**REQUIRED WORK**
Reproduce all the records below in full, requests included, and shift every coordinate in the answers by adding 78 to both the x and y values.

**GIVEN DATA**
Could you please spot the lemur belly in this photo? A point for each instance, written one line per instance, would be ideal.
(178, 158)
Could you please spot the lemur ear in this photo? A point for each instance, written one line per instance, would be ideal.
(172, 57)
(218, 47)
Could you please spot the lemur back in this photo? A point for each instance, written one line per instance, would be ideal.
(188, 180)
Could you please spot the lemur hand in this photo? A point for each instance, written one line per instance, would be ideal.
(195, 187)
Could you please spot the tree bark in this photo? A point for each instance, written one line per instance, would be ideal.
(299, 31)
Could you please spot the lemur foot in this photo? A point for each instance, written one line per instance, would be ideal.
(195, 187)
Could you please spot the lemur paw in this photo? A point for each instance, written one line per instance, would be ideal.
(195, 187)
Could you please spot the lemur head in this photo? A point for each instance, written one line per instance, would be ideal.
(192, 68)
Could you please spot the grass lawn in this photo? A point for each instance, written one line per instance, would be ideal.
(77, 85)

**WRITTEN RESPONSE**
Could you please spot the lemur belly in this photo? A point for each instance, written one line per instance, would be ideal.
(256, 236)
Could you please spot the lemur ear in this photo? A point for each instance, written one line per instance, would be ideal.
(250, 135)
(296, 125)
Could you please spot the lemur back in this photo? A point for each instance, written one line per instance, would be ideal.
(266, 258)
Could you please spot the lemur hand in this photo? A point for each instance, written one line per instance, would be ideal.
(273, 265)
Could you please spot the tree bark in this photo? A point for each instance, written one line per instance, would be ideal.
(377, 109)
Could you please spot the lemur foot in this photo? A point for each instance, written one line per instance, would be ideal.
(273, 265)
Could you please spot the lemur paw in this photo? A point for each instance, written one line per instance, would be ideal.
(273, 265)
Could you please spot the lemur head in this photo? A point for each instance, written one line per instance, would be ideal.
(270, 146)
Could you please spot the grass lawn in this photo? A point for each instance, written one line per instance, would be ideal.
(155, 163)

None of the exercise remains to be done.